• Verilen metin:
Galatasaray Lisesi Binası, İstanbul’un kalbi Beyoğlu’nun mihenk taşı binalarından. Saray kapılarıyla yarışan anıtsal kapısı bir buluşma noktası olarak kitleleri topluyor; kolektif belleğimizin en önemli yapılarından biri olarak yeniden ve yeniden tarihe geçiyor. Lise binası ise, tarihsel öneminin yanı sıra mimari değeriyle de oldukça etkileyici ve dikkat çekici.
Galatasaray Lisesi, önce Galata Sarayı Hümayun Mektebi, ardından Mekteb-i Sultani, sonrasında da Galatasaray Lisesi olarak ülkemize yüzyıllar boyu hizmet vermiş bir eğitim kurumu. Görkemli kapısının ardındaki okul binasının öyküsü ise Sultan İkinci Bayezid dönemine uzanıyor.

Sarı-kırmızı güllerle başlayan öykü
Evliya Çelebi’nin aktardığına göre, Sultan İkinci Bayezid bir kış günü Galata sırtlarında avlanırken, büyük ve son derece bakımlı bir bahçe içinde yıkık dökük bir kulübe görür. Kapıyı çalıp fakirhanenin sahibi Gül Baba’yla tanışır. Onu güllerle dolu bahçenin titiz bakımı için ödüllendirmek istediğini söyler ve ne istediğini sorar. Bugün aynı yerdeki türbede defnedilmiş olan Gül Baba, rivayete göre padişaha biri sarı diğeri kırmızı iki gül armağan eder ve tek istediğinin burada bir eğitim kurumu açılması olduğunu söyler. Bunun üzerine İkinci Bayezid hemen harekete geçip kulübenin yakınında Galata Saray Ocağı’nı ve darüşşifasını açar. Tarih, 1481 yılını göstermektedir.

• Verilen görev 1:
Galatasaray Lisesi metninde, içinde "Galatasaray Lisesi Binası, İstanbul’un" sözcüklerinin geçtiği yerle başlayıp "ve dikkat çekici." ile biten bölümü harfi harfine yazın.

• Alıntılanan veriler:
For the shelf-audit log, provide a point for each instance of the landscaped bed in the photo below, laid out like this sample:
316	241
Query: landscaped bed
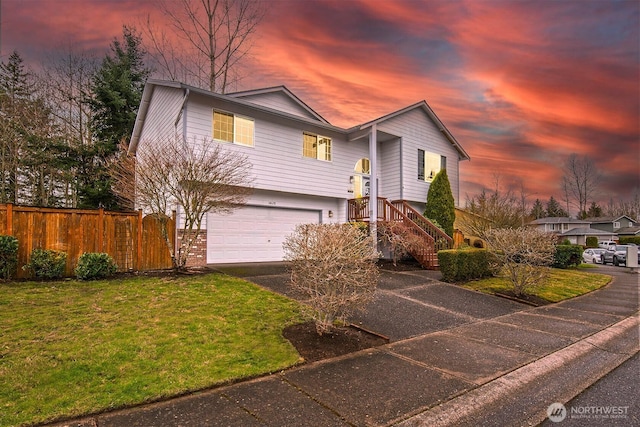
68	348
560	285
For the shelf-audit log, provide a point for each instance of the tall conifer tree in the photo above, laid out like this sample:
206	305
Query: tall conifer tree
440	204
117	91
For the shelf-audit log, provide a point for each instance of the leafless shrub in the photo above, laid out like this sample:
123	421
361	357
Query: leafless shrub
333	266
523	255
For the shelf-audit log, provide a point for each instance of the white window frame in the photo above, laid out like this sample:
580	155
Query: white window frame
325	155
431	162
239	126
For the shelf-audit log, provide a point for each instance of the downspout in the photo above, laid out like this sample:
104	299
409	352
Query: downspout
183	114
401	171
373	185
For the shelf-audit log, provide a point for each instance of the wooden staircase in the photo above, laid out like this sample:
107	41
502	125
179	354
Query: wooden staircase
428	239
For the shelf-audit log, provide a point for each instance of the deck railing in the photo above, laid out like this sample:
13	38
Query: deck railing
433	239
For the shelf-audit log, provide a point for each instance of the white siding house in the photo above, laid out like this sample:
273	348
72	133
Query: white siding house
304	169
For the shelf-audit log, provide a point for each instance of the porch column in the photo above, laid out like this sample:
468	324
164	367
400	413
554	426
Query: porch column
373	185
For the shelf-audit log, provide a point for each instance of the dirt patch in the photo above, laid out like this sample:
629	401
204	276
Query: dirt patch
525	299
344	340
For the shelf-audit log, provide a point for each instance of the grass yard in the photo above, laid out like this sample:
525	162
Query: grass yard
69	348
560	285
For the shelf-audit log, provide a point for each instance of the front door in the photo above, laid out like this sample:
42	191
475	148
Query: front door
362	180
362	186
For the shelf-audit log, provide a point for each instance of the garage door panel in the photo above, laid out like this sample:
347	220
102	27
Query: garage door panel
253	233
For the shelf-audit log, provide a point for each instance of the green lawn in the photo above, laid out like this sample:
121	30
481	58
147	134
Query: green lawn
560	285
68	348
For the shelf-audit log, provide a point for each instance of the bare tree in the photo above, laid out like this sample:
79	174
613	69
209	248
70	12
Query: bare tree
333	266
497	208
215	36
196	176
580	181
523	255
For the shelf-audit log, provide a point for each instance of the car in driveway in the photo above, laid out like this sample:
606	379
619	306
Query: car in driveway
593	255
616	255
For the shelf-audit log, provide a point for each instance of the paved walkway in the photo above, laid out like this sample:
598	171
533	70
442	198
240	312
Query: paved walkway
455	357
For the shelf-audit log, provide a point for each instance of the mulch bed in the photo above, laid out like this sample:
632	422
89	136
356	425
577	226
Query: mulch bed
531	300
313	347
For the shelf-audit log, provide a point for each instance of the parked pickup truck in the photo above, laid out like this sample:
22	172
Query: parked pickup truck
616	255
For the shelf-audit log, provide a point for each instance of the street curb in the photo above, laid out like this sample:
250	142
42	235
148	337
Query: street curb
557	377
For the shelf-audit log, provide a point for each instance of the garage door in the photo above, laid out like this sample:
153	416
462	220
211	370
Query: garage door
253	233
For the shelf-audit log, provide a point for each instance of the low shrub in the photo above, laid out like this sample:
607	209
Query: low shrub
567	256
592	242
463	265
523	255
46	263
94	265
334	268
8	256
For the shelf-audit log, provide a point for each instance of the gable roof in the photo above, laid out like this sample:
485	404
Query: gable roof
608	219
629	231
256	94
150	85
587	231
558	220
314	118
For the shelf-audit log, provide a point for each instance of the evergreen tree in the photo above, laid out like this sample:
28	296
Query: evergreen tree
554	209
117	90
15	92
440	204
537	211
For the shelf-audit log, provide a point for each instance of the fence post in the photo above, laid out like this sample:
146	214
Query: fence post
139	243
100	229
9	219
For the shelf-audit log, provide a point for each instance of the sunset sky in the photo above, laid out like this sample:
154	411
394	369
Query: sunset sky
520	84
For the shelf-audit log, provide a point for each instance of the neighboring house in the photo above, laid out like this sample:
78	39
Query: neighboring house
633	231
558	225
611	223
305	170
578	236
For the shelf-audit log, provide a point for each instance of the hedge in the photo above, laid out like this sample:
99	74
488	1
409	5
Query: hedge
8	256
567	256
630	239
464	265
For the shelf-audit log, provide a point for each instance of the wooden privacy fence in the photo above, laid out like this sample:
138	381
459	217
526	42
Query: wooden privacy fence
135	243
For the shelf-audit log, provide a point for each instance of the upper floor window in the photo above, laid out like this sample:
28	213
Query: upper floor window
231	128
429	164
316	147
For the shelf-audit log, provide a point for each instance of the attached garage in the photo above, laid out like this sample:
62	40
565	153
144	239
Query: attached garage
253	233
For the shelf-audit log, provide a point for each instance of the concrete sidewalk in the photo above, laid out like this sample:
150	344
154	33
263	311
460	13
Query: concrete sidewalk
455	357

• Verilen görev 2:
Lütfen kayıtlarda "landscaped" dizesini içeren satırların sayısını söyleyin ve yalnızca sayıyı verin; büyük-küçük harf ayrımı dikkate alınır.

• Tamamlanmış yanıt 1:
Galatasaray Lisesi Binası, İstanbul’un kalbi Beyoğlu’nun mihenk taşı binalarından. Saray kapılarıyla yarışan anıtsal kapısı bir buluşma noktası olarak kitleleri topluyor; kolektif belleğimizin en önemli yapılarından biri olarak yeniden ve yeniden tarihe geçiyor. Lise binası ise, tarihsel öneminin yanı sıra mimari değeriyle de oldukça etkileyici ve dikkat çekici.

• Tamamlanmış yanıt 2:
2